• **Material for this task**:
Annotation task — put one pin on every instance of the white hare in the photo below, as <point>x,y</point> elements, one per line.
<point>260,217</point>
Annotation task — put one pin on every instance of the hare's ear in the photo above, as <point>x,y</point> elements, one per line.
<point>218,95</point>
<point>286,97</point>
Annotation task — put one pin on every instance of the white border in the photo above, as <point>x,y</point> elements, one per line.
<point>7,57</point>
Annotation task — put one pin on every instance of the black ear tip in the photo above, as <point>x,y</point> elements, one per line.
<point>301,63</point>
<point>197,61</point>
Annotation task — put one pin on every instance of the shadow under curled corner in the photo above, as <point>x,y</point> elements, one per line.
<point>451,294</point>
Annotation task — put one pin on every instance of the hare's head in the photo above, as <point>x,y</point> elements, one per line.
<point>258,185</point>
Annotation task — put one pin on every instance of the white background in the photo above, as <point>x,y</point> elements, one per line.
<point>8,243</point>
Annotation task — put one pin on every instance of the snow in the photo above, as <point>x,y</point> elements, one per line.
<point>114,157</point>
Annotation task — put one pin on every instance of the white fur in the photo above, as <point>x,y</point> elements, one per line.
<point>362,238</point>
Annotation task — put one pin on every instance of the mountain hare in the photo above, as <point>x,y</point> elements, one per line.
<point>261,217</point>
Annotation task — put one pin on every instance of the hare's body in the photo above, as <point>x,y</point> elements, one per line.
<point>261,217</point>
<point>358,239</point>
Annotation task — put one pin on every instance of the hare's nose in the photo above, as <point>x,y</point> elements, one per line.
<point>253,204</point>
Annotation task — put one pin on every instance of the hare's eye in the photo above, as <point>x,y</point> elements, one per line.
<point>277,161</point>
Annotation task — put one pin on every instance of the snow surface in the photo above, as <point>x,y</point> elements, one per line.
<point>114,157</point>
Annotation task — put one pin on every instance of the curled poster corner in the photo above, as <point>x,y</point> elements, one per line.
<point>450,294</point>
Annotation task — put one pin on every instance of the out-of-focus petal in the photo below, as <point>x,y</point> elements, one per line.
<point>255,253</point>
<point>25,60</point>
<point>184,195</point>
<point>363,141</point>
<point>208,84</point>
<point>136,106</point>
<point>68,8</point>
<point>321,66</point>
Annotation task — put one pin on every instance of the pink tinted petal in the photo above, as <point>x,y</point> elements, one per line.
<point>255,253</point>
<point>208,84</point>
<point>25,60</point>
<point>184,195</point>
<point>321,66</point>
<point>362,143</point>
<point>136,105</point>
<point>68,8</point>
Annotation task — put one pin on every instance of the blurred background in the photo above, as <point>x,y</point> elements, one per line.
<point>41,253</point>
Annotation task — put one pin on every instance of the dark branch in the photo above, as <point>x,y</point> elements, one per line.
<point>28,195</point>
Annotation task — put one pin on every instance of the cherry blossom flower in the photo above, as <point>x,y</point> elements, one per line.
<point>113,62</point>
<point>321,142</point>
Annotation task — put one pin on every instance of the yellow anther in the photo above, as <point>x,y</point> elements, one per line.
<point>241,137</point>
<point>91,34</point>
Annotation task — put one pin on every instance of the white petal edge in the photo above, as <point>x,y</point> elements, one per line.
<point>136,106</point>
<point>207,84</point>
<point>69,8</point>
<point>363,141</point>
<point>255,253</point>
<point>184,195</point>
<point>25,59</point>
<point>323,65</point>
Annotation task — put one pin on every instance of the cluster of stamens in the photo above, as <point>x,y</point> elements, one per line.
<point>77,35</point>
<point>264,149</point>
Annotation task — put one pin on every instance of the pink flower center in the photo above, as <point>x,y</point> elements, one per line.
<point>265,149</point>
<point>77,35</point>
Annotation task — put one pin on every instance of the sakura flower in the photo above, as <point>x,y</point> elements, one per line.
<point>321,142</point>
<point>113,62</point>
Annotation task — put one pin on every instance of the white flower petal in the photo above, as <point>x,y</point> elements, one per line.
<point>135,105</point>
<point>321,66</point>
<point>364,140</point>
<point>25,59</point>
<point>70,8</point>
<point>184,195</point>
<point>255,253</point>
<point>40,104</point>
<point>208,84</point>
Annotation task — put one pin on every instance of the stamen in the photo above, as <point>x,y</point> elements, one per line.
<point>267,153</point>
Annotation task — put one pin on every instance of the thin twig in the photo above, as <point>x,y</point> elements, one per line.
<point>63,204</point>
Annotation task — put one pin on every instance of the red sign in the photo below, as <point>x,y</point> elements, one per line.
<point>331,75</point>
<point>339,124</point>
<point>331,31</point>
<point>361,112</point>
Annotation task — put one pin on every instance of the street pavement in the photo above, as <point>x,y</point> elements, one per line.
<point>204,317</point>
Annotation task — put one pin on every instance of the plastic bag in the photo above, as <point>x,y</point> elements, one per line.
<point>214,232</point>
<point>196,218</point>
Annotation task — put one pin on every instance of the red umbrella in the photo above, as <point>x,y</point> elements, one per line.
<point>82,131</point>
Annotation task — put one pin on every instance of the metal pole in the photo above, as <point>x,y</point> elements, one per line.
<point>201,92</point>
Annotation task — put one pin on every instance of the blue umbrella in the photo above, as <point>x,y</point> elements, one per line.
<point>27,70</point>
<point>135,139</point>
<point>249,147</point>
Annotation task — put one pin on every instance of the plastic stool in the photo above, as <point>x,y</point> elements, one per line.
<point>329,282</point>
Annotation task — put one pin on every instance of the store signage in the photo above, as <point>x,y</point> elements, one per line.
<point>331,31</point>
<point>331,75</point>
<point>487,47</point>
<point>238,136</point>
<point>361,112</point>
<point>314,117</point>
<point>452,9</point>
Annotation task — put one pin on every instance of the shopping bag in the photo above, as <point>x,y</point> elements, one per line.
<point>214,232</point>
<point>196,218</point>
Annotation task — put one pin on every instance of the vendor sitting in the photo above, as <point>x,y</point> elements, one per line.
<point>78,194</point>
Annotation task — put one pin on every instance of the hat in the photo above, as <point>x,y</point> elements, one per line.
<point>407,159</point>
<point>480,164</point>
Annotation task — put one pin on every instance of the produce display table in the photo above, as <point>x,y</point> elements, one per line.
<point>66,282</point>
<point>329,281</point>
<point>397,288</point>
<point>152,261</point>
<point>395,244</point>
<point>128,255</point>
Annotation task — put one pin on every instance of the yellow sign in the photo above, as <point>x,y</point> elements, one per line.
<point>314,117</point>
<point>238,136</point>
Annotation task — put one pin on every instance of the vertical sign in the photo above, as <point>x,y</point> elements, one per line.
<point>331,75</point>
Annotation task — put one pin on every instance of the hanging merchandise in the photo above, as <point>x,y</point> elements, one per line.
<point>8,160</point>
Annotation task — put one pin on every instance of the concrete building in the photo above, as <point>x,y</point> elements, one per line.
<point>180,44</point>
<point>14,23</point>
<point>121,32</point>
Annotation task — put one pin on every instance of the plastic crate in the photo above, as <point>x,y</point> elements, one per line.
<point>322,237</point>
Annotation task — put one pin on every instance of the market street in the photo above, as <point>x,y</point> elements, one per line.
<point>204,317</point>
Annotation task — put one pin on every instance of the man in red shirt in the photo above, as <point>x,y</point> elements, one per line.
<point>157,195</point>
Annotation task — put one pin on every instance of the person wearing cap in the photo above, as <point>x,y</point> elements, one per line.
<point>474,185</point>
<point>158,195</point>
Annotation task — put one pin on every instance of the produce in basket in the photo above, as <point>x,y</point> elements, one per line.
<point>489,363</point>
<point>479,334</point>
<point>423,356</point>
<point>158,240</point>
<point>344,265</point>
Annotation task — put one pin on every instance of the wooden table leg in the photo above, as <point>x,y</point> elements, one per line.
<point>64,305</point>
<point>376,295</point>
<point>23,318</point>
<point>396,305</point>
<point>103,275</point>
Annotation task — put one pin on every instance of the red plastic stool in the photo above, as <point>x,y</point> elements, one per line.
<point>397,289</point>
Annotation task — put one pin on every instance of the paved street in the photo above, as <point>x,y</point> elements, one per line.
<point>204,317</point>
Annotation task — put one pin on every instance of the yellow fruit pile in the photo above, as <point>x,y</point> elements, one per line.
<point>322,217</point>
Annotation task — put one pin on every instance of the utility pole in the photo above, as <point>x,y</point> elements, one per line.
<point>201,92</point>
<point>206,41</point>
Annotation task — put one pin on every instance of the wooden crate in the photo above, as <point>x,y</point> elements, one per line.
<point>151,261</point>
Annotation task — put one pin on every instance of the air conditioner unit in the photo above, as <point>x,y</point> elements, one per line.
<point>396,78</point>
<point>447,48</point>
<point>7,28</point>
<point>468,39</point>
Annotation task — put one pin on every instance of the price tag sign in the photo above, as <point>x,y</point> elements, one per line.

• **What is expected**: Output exactly the lines above, from the one holding "the red plastic" through the end of the data, including the first and last.

• **Reply to the exercise**:
Annotation task — put one pin on every instance of the red plastic stool in the photo above, as <point>x,y</point> elements, one per line.
<point>397,289</point>
Annotation task — put one pin on every instance of the paved street in the photo above, as <point>x,y</point> elements, one per line.
<point>204,317</point>
Annotation task — put one pin on every instance of the yellow fruit pile in the photo above, as <point>x,y</point> elements, one per line.
<point>322,217</point>
Annotation task — put one pin on every instance of the utility pole in the photo above, as <point>x,y</point> elements, one per line.
<point>201,92</point>
<point>206,41</point>
Annotation task — put one pin on every instance of the wooden crate in the photo above, as <point>x,y</point> elements, one per line.
<point>151,261</point>
Annotation task — put one pin on every instance of the air conditioner unit in the photo above, as <point>x,y</point> elements, one per line.
<point>396,78</point>
<point>447,48</point>
<point>7,28</point>
<point>468,39</point>
Annotation task — put one pin on every instance of the price tag sign in the photo above, as <point>x,y</point> elements, one per line.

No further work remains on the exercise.